▸ DOCUMENT SEGMENT:
****************************************

Missouri Secretary of State Jay Ashcroft visited the Rolla City Hall to meet with city and county employees to discuss voting options and safety for the November election. Missouri voters have until October 7 to register for the November 3 general election and Ashcroft outlined the three voting options voters have during his September 24 meeting.
“There are 113 election authorities across the state along with the secretary of state that are happy to answer any questions and help individuals to help with, not who they vote for, but to make sure they know the rules and how to do so (vote),” Ashcroft told local city officials and members of the local election authority.
He said each of these authorities have been working diligently to ensure in-person voting is safe and COVID-19 precautions are put into place. Missouri is also allowing absentee and mail-in voting as well for those not able to vote in person.
“This will be the safest election we’ve ever had. We’ve never had the mandatory, I say physical distancing. I don’t think we need to be socially distancing ourselves, just physically. We’ve never had the disinfectant, the hand sanitizer. Our office just sent out 25,000 face masks to election authorities across the state to make sure poll workers have those. We’ve already distributed over 17,000 face shields,” Ashcroft explained.
He the state will have sent out over 1,000 gallons of hand sanitizer by the time of the election.
“We’ve released over four and a half million dollars for election authorities to use to improve their polling places. Twenty-one election authorities have increased their polling places. So, we have more polling places than we’ve had before. Others have taken small ones, combined them, and put them in gymnasiums so we can spread people out and have one way direction of people. This is going to be the safest election we’ve ever had,” he said.

****************************************

▸ STUDY QUESTIONS:
a) According to the article on Missouri's November election preparations, how many face masks did Ashcroft's office send to election authorities across the state?
b) Continue the article on Ashcroft's Rolla visit about November voting, picking up after its final paragraph.

****************************************

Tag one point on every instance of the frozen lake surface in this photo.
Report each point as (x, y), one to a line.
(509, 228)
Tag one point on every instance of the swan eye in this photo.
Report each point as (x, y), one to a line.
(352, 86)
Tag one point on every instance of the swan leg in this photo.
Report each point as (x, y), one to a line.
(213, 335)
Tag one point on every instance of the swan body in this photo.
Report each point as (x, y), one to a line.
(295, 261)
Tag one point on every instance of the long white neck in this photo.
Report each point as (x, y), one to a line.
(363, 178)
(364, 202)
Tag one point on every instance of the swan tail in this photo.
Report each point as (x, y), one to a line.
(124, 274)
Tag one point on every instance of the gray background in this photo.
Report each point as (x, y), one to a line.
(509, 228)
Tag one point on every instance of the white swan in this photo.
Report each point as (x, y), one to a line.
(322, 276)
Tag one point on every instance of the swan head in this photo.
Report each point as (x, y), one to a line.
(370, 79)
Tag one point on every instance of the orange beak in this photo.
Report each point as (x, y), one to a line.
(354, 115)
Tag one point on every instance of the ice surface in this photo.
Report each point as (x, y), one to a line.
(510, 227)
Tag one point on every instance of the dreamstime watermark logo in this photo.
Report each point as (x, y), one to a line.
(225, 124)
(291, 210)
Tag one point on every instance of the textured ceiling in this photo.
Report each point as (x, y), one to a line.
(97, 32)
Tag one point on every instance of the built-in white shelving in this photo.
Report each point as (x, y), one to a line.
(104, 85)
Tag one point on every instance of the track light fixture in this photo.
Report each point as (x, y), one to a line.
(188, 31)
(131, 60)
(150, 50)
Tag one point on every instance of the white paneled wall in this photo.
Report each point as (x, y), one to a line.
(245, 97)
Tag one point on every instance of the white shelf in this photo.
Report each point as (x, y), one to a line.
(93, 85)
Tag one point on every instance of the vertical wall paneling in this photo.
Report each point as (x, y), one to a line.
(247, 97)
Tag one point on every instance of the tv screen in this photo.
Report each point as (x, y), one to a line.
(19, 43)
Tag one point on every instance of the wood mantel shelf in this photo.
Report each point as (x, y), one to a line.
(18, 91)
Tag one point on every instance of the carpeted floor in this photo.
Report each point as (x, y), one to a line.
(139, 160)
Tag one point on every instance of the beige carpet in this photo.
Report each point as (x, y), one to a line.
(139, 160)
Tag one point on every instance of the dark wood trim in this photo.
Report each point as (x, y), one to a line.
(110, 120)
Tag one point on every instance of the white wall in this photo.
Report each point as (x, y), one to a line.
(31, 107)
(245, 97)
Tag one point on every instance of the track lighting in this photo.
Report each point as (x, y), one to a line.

****************************************

▸ ACTIVITY ANSWERS:
a) 25,000 face masks

b)
He added he was called to speak before congress due to the success of the August primary, the lack of lines, and the systems in place to allow for safe in-person voting when others across the country have had issues with long lines and issues with voting.
The Missouri Legislature has made some voting changes this year due to the ongoing coronavirus pandemic and is allowing voters to have a choice in how they vote, whether at the polls, absentee, or mail-in. One area Ashcroft touched upon was mail-in ballots, which has caught national attention due to the confusion on its safety.
“Local postal service employees have been doing a good job helping us. I had some happiness with the national post office sending a letter telling people their election mail would be taken care of in six or seven days. We’ve seen election mail that has taken longer than that so, really since June, we’ve been telling people at least two weeks,” he said. “It’s a great thing to see that our local postal employees are doing everything possible that vote mail is processed correctly and I’m thrilled about it.”
The simplest way for a registered voter to vote is in person, with rules remaining the same as it has always been. Registered voters can stop at their polling place on November 3 and cast a ballot.
“When you vote in person and you get to slide your ballot through the scanner, you’re not going to get rejected. It’s done,” Ashcroft said.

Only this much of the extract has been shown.